====== RECORDS SHOWN ======

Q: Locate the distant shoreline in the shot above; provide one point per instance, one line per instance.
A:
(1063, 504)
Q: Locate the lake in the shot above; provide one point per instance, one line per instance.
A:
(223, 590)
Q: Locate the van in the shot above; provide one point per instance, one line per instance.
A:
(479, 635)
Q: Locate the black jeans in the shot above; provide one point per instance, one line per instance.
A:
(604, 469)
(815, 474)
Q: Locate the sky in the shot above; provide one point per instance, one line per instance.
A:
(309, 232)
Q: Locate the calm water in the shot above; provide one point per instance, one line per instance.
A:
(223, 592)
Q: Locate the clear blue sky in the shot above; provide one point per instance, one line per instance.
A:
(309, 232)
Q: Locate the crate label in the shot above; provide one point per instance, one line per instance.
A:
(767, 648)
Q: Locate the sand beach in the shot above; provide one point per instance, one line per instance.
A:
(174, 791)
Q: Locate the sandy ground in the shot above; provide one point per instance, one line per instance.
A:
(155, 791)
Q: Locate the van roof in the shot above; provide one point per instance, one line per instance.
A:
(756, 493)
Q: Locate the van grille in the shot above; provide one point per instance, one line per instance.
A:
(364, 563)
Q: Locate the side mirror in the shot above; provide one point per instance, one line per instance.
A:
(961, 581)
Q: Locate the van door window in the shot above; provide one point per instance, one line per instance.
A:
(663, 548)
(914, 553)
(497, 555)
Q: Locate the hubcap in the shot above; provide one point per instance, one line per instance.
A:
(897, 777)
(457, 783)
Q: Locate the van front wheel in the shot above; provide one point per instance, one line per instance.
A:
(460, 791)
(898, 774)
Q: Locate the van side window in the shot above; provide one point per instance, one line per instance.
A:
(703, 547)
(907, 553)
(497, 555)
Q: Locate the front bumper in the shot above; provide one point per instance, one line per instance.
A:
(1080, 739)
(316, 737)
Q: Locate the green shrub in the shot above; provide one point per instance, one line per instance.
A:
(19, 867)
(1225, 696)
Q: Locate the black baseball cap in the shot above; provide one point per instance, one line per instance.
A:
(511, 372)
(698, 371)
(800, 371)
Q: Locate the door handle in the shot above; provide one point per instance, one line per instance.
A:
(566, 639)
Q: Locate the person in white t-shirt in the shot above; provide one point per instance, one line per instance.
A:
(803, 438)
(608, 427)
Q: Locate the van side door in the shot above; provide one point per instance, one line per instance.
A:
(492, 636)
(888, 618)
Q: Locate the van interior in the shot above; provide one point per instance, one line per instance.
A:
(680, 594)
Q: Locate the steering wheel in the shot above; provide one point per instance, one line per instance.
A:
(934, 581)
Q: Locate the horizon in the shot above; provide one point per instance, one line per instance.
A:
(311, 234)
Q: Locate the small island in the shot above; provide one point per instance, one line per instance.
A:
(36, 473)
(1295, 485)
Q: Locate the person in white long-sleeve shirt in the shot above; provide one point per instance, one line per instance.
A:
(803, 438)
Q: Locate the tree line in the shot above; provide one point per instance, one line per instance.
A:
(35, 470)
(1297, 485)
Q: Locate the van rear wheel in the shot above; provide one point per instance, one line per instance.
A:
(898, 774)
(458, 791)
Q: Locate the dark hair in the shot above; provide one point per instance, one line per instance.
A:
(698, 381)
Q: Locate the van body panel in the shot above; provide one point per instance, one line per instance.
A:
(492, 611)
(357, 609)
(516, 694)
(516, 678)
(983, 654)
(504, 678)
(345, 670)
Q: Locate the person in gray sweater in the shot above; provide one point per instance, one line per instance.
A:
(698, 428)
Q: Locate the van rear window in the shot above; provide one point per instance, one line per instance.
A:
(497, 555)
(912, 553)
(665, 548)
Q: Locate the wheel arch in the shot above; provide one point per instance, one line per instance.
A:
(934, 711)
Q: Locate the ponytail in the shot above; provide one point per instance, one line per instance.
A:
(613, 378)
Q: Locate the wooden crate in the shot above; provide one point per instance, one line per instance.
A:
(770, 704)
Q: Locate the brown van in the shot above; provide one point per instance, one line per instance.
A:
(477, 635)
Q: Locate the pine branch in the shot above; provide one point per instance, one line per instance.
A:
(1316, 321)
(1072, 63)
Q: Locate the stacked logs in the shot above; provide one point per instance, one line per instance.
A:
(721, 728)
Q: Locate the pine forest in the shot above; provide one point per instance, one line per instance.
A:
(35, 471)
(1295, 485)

======
====== RECORDS SHOWN ======

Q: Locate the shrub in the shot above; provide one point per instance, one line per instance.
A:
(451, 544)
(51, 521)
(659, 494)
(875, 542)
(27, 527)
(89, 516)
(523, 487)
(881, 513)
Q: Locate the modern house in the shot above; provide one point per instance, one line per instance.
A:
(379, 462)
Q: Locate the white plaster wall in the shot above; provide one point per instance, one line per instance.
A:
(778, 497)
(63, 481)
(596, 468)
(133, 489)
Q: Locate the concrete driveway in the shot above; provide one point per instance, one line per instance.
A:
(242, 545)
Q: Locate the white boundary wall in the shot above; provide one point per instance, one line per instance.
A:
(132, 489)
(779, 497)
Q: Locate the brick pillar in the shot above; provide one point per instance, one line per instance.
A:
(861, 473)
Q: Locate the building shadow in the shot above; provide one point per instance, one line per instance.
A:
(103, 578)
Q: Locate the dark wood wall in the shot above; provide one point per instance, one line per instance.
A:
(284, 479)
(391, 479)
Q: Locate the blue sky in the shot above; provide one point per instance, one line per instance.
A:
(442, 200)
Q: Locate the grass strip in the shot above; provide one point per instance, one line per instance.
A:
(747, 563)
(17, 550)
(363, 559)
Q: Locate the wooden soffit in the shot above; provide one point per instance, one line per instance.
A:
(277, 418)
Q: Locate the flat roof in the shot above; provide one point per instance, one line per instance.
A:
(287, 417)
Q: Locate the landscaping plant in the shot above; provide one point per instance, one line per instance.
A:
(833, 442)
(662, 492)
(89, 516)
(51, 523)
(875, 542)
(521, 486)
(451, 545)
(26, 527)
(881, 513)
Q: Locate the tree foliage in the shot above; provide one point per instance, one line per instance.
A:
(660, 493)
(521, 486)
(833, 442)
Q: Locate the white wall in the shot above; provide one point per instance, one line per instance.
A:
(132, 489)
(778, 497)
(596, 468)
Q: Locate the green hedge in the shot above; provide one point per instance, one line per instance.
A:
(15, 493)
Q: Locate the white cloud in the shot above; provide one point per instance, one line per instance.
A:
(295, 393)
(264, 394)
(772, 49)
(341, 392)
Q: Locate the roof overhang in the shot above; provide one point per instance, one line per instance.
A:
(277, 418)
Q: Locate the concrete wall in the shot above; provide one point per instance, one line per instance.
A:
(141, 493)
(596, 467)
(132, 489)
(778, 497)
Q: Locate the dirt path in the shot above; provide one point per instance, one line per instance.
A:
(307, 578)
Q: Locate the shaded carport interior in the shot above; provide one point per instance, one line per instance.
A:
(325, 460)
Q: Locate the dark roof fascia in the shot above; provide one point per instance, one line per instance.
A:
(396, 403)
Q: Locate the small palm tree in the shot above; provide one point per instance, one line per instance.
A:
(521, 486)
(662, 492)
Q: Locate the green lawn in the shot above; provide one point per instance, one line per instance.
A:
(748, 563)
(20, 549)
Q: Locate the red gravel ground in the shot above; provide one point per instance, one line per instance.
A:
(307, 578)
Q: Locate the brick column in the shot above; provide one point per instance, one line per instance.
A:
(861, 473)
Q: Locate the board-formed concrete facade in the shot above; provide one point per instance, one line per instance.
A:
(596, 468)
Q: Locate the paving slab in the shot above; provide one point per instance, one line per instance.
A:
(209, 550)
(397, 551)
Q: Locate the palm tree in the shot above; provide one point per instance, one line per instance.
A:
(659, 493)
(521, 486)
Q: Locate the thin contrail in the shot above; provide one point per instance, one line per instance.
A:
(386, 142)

======
====== RECORDS SHOWN ======

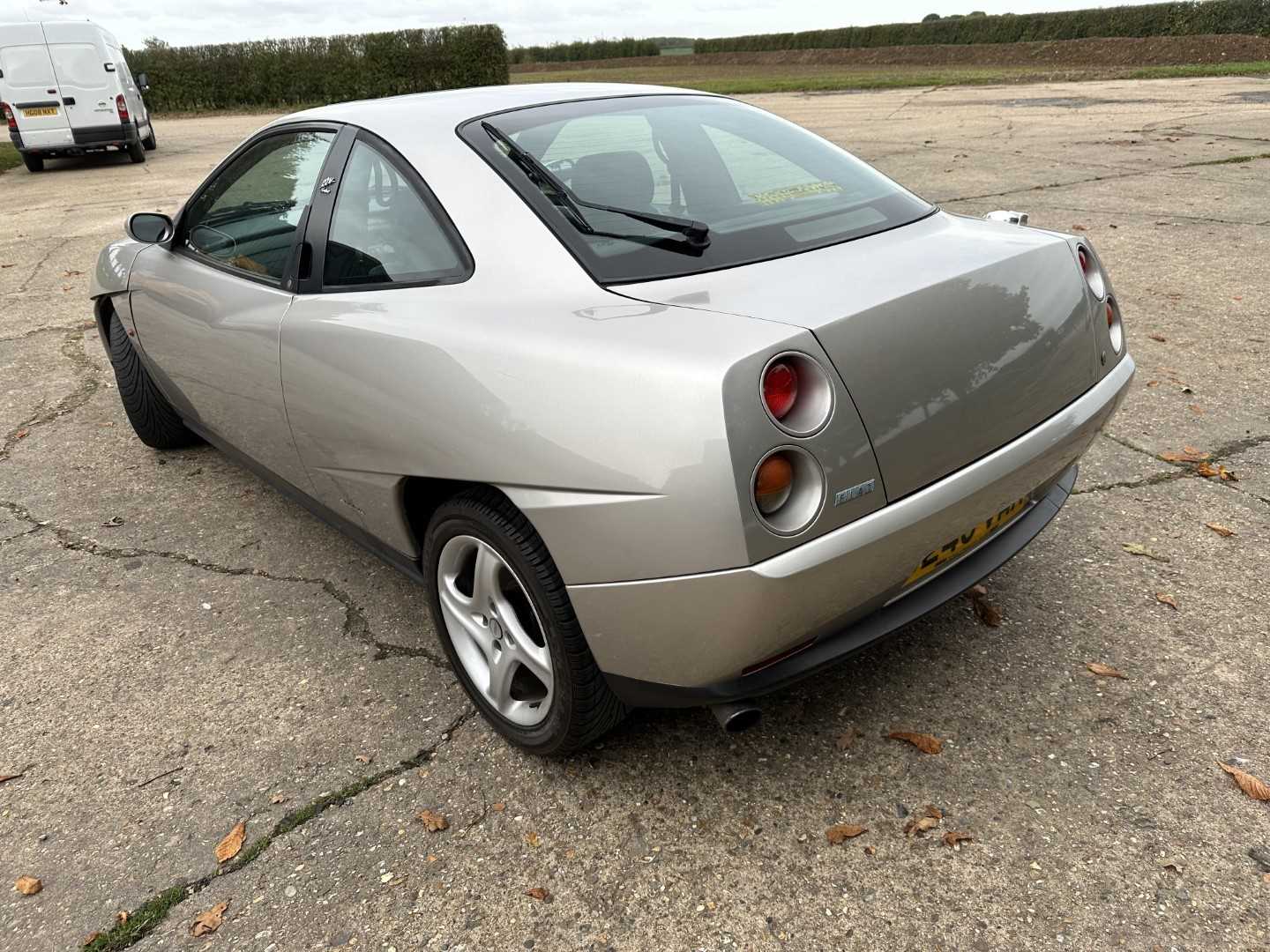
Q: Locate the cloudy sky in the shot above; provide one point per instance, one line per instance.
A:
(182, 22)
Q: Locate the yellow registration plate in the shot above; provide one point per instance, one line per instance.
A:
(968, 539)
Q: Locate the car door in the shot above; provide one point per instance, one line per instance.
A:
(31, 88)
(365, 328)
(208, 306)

======

[TASK TO COMPLETE]
Pull out every line of the data above that contains the string "brick", matching case exactly.

[FINISHED TASK]
Q: Locate the brick pillar in the shot above; provide one point per instance, one line per instance.
Q: Locate the brick column in the shot above; provide one point per instance, one line per instance.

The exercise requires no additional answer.